> _PASSAGE TO READ_
┌────────
This lack of standard dosage units complicates research and tests that can be applied to different dosage units. It’s easier said than done as bioavailability and methods of consumption affect how different people use the cannabinoids.

However, the National Institute on Drug Abuse (NIDA), a federal health agency, just announced that they have developed a standard dose of THC that will be used in all studies related to cannabis. They posted a notice that there is a “new requirement to measure and report results using a standard THC unit in all applicable human research,” and those changes are effective immediately.

NIDA made these announcements after the notorious discrepancies in reporting the effectiveness of THC, acknowledging that it “is a major limitation in studies of cannabis use and makes it difficult to compare results between studies”. For this reason, “standardized measurement of THC in cannabis products is needed to advance research by ensuring better comparability between studies, both in terms of its adverse effects and potential medicinal uses”. They state that “the same amount of THC can have different effects depending on the route of administration, other product ingredients, genetic makeup and metabolic factors of a person, previous exposure to cannabis and other factors.”
└────────
> _DATA_
┌────────
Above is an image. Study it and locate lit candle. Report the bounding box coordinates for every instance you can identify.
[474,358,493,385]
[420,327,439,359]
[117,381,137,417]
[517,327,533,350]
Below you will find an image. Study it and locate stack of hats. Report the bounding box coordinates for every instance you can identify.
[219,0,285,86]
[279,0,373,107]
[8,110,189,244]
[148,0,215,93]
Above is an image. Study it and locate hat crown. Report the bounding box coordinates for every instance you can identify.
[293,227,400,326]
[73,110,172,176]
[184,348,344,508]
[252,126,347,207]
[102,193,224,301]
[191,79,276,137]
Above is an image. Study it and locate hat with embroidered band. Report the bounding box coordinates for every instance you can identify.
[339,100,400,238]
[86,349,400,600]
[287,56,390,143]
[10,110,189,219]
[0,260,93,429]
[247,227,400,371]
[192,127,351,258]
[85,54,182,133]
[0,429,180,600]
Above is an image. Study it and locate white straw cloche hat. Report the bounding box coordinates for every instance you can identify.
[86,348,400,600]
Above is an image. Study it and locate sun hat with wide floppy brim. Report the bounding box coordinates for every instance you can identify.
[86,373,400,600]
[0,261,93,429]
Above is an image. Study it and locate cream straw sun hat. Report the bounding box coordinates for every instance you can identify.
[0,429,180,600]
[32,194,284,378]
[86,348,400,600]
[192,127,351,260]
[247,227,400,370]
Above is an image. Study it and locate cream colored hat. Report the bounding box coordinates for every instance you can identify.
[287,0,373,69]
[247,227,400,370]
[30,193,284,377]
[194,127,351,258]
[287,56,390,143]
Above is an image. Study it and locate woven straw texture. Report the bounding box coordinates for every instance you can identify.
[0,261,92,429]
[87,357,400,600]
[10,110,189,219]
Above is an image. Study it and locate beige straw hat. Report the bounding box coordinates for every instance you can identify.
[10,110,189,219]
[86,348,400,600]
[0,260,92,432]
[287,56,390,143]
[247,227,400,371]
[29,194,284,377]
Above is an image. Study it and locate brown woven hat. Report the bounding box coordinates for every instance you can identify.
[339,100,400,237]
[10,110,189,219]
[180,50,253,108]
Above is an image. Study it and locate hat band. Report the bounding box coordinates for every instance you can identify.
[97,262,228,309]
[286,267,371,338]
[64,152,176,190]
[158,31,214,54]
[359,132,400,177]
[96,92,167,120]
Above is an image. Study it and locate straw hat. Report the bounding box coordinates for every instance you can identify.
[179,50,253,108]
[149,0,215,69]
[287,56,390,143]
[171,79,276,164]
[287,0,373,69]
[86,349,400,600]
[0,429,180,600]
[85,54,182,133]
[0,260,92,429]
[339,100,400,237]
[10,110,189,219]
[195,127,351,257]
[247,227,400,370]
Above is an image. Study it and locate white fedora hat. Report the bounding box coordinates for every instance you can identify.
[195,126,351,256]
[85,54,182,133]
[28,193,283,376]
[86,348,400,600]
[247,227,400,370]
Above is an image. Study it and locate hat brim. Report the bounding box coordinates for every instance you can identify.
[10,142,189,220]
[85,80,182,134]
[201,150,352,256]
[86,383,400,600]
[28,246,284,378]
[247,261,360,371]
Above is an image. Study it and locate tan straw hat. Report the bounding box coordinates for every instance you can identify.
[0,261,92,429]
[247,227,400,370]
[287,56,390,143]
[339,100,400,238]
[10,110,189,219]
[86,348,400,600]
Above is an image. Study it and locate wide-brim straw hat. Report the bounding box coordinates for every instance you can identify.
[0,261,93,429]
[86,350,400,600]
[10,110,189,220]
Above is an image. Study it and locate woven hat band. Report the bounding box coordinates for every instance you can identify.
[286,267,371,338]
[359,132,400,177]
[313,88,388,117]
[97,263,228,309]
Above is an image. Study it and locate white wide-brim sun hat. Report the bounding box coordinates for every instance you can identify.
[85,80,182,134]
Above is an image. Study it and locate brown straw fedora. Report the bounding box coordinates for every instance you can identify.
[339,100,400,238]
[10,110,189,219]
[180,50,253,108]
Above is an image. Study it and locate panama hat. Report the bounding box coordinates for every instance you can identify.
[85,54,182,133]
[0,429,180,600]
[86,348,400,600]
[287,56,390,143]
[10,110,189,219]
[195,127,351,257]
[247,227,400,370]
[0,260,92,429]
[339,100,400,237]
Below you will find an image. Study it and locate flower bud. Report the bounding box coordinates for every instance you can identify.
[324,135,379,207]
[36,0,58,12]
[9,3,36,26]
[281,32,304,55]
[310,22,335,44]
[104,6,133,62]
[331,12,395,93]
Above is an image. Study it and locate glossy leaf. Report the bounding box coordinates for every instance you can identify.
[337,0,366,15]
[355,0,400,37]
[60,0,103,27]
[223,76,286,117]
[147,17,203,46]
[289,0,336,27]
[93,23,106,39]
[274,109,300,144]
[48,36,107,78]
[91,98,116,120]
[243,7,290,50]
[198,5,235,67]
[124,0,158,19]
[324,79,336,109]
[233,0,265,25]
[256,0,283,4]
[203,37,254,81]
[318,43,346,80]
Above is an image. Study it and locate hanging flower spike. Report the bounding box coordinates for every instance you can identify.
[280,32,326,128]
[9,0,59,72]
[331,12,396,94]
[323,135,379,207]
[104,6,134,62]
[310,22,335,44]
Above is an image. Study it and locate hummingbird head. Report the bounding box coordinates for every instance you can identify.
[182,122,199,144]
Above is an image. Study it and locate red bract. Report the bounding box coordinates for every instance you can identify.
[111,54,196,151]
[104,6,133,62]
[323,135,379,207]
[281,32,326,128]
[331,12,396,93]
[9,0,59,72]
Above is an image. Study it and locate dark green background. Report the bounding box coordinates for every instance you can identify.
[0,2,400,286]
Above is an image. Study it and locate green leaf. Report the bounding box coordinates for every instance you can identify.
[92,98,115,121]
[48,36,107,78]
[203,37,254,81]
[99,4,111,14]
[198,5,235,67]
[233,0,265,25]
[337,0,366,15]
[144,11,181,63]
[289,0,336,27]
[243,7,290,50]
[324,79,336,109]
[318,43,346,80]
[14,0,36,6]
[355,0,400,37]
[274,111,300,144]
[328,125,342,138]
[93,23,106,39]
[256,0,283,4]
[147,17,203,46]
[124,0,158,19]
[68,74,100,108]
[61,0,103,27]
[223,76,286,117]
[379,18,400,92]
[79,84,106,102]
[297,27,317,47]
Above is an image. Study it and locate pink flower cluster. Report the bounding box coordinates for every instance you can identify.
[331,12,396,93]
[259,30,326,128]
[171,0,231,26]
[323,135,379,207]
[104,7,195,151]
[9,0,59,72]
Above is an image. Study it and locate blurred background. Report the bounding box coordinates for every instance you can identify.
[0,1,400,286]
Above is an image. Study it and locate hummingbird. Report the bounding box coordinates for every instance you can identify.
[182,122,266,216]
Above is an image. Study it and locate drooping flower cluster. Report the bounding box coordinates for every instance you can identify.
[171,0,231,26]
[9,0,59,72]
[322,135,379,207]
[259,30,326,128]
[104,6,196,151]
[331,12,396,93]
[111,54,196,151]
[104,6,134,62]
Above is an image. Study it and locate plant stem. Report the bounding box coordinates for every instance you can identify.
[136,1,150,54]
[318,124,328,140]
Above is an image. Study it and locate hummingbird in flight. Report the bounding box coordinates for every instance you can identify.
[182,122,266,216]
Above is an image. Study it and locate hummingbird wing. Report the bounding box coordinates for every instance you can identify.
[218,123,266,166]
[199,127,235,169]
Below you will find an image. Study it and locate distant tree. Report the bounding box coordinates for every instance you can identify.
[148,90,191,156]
└────────
> _EXERCISE INSTRUCTIONS_
**a.** Summarize the passage on standard THC doses in two sentences.
**b.** Copy word for word the part of the passage on standard THC doses from "This lack of" up to and including "use the cannabinoids.".

> _EXERCISE ANSWERS_
**a.** The lack of standard dosage units for cannabinoids complicates research, and setting one is hard because bioavailability and methods of consumption affect how different people use them. The National Institute on Drug Abuse has announced a standard THC unit that must be used, effective immediately, to measure and report results in all applicable human research, because inconsistent measurement makes it difficult to compare results between studies.

**b.**
This lack of standard dosage units complicates research and tests that can be applied to different dosage units. It’s easier said than done as bioavailability and methods of consumption affect how different people use the cannabinoids.